* _What to produce_: Please write out the records below exactly as they appear, everything from the line containing "Isolate each dark hair on head in this image." down to the end of the records, with both ends included.

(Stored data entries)
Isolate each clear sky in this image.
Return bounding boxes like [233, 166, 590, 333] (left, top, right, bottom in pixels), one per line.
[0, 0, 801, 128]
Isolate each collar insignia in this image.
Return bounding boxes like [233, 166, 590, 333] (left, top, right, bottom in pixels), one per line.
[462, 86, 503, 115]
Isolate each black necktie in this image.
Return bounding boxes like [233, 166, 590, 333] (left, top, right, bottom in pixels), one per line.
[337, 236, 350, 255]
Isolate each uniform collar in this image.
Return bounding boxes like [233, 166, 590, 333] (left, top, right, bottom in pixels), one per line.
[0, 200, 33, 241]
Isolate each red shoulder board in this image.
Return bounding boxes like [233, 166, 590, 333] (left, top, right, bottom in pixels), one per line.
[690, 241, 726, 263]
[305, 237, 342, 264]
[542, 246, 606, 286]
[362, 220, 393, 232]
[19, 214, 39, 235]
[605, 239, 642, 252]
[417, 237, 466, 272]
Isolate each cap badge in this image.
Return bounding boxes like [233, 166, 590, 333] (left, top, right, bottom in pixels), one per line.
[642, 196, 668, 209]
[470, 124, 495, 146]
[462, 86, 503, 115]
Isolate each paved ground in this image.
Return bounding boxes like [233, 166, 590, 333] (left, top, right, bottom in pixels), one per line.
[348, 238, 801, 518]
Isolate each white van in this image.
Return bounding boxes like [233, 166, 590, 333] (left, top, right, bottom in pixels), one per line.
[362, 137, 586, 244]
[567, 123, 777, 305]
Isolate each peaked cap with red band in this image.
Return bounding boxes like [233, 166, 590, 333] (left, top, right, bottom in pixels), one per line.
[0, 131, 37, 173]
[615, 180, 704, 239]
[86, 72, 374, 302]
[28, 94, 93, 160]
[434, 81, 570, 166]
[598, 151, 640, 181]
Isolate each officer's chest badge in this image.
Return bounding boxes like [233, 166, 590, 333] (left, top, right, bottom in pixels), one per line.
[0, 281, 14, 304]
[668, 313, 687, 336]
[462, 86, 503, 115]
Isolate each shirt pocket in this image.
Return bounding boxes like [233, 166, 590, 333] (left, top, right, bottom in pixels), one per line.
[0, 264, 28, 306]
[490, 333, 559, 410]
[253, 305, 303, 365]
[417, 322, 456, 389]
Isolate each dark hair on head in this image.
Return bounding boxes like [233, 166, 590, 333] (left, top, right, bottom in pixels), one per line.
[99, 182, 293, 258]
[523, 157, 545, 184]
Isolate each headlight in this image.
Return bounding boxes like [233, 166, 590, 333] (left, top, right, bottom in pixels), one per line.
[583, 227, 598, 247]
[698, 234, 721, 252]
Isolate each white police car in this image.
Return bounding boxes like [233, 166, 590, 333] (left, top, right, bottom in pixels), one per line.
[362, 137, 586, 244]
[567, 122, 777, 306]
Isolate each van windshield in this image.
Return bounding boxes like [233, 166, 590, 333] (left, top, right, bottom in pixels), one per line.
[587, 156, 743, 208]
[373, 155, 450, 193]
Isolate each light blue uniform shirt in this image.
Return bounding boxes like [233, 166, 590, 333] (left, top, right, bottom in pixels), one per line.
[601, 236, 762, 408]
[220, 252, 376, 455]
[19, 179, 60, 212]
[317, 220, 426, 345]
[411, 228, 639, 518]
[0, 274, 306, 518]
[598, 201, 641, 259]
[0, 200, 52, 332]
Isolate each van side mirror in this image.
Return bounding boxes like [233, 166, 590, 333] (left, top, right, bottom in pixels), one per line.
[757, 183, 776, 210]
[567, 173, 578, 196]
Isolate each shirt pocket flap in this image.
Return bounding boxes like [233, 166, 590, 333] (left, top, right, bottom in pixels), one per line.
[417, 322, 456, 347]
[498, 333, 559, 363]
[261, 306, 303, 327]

* _Response_:
Isolate each dark hair on head in this image.
Return bounding boxes like [233, 166, 590, 333] (left, top, right, bottom in pixels), one per line.
[99, 182, 293, 258]
[523, 157, 545, 184]
Isolate each headlight in this image.
Return bounding boxes like [233, 166, 590, 333] (left, top, right, bottom in pixels), one per line.
[583, 227, 598, 247]
[698, 234, 721, 252]
Isolate each white police car in this image.
Return bounding boxes like [233, 166, 590, 333] (left, top, right, bottom in pixels), one per line.
[362, 137, 586, 244]
[567, 122, 777, 306]
Isolate each van windshield in this image.
Return bounding boxes like [233, 166, 590, 333] (left, top, right, bottom in pixels), one per line.
[587, 156, 743, 208]
[373, 155, 450, 193]
Isolate each light blue uniform shirt in this image.
Return bounding boxes like [233, 166, 590, 333] (left, top, right, bottom in pixels), one per line.
[601, 236, 762, 408]
[220, 252, 376, 455]
[19, 179, 60, 212]
[317, 220, 426, 345]
[411, 228, 639, 518]
[0, 274, 306, 518]
[598, 201, 641, 259]
[0, 200, 52, 332]
Isolate each van side mirror in this image.
Return bounding boxes like [233, 166, 590, 333] (left, top, right, bottom in pixels), one per line.
[757, 183, 776, 210]
[567, 173, 578, 196]
Isolate each shirt pocket flap in this image.
Return bounding boxes like [233, 166, 590, 333] (left, top, right, bottom in pixels), one per line.
[417, 322, 456, 347]
[498, 333, 559, 363]
[261, 306, 303, 327]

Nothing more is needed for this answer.